— begin —

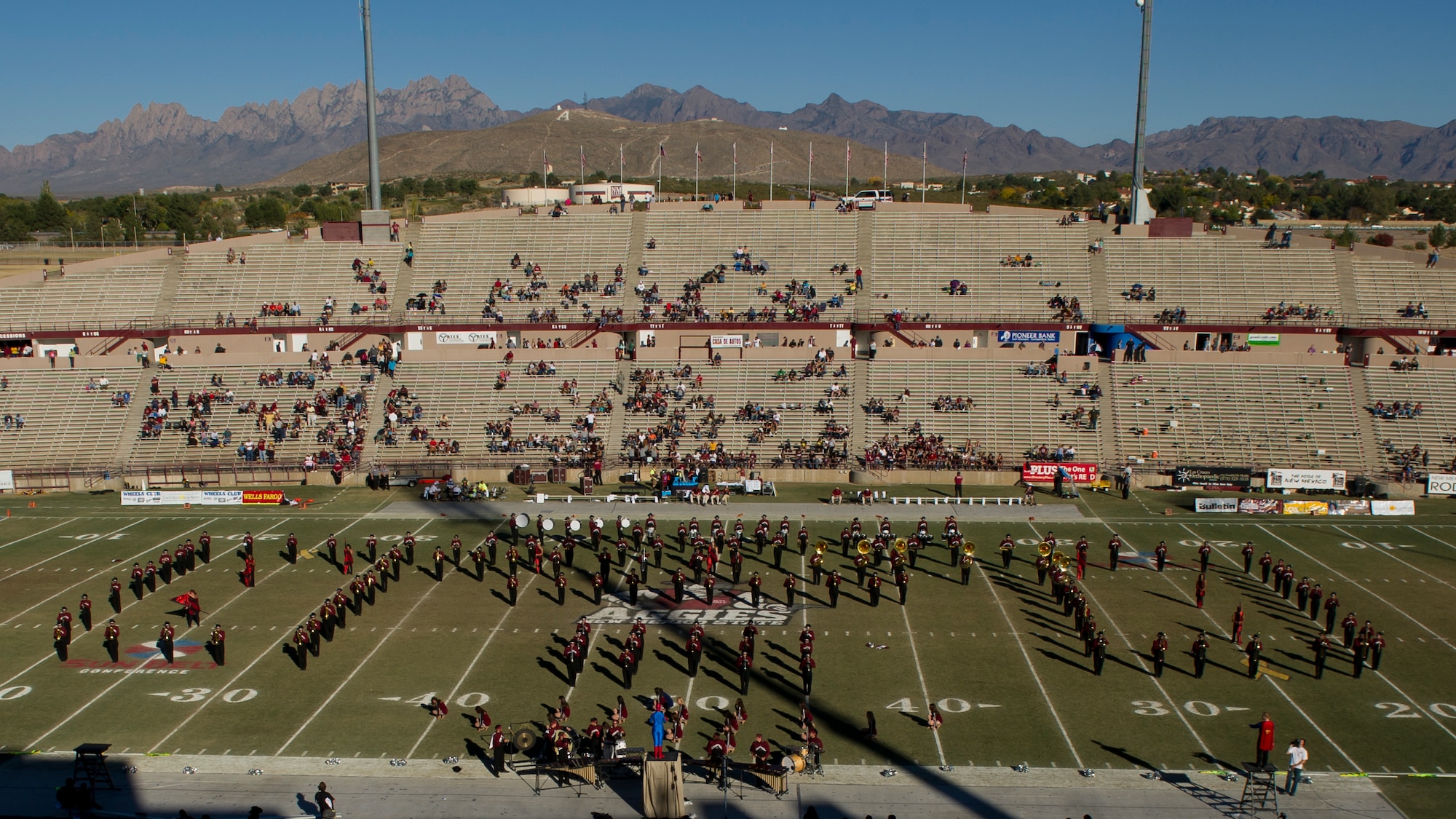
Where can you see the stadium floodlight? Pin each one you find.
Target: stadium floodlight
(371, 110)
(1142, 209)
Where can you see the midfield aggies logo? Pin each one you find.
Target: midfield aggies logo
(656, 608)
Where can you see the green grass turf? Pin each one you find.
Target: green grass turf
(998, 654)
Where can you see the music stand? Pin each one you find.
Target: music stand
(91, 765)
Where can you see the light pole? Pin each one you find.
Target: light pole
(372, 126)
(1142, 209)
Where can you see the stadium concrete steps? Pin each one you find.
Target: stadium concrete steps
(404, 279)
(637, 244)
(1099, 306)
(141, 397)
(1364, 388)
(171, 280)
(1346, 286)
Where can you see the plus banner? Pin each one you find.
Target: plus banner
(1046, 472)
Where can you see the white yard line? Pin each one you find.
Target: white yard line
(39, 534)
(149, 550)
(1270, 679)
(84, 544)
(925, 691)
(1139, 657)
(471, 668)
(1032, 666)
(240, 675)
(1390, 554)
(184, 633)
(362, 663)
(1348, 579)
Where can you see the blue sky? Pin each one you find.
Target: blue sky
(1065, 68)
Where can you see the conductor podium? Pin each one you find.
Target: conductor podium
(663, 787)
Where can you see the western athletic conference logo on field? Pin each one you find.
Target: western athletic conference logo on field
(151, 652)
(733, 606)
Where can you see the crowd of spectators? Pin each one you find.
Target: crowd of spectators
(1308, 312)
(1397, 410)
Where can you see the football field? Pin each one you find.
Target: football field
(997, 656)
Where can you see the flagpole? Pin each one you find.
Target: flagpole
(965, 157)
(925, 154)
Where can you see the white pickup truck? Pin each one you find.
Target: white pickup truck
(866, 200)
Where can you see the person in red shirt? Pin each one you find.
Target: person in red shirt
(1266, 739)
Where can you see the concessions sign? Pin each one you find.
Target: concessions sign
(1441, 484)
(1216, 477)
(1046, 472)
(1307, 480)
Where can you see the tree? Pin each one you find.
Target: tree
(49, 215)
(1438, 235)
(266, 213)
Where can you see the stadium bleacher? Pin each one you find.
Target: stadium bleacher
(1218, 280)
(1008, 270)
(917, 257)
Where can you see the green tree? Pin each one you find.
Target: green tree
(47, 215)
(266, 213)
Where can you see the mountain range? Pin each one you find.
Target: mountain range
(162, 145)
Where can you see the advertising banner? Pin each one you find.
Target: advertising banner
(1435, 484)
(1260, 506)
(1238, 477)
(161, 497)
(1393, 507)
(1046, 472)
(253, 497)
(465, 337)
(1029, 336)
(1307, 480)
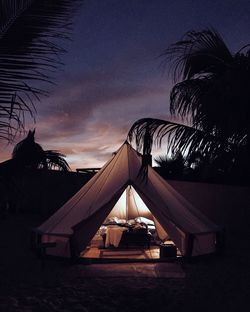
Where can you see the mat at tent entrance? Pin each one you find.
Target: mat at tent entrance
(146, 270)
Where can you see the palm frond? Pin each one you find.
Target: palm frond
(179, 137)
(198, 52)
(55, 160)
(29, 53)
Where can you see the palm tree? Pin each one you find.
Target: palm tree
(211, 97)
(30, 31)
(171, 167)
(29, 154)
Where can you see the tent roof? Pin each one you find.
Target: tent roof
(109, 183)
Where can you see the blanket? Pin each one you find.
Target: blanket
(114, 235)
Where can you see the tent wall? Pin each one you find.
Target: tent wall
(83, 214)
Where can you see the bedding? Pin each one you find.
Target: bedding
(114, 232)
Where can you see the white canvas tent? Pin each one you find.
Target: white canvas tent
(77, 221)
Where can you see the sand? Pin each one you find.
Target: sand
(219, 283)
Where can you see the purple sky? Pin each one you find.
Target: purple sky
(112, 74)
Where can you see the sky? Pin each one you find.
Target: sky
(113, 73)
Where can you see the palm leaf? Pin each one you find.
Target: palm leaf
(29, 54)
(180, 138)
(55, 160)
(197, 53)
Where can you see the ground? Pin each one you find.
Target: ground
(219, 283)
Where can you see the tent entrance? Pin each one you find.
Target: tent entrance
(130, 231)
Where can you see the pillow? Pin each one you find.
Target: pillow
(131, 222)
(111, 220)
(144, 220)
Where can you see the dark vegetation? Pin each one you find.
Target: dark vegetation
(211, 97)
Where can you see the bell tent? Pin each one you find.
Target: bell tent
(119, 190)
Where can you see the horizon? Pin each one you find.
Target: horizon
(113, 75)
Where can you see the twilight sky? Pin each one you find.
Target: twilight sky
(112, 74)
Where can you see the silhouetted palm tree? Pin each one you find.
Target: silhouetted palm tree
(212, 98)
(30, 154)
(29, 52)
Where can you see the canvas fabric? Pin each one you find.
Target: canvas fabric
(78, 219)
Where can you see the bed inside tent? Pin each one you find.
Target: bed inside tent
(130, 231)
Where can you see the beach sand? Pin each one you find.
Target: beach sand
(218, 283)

— end —

→ WHAT THIS TASK INVOLVES: Output the records as a two-column CSV with the header row text,answer and one row per record, putting each record's text in one quoted field and its answer in another, with line breaks turned into spaces. Begin at the line that has "Where can you see the music" and stop after the line that has "(1348, 579)".

→ RESPONSE TO THIS TASK:
text,answer
"Where can you see the music stand? Pin each one you find. Target: music stand","(91, 765)"
"Where can you see the light pole? Pin each one you find. Target: light pole","(372, 126) (1142, 209)"
"Where can you see the stadium concrete steps? Pin each one you find. Target: stadium concrete steps","(404, 279) (637, 244) (1099, 306) (141, 397) (1364, 388) (171, 280) (1346, 286)"
"Where can you see the plus banner? Pin each one you find. Target: plus banner","(1046, 472)"
"Where can you see the white yard line? Pin each one you find. Target: white yard line","(39, 534) (149, 550) (1270, 679) (84, 544) (925, 691) (1139, 657) (471, 668) (1032, 666) (240, 675) (1390, 554) (184, 633) (362, 663) (1348, 579)"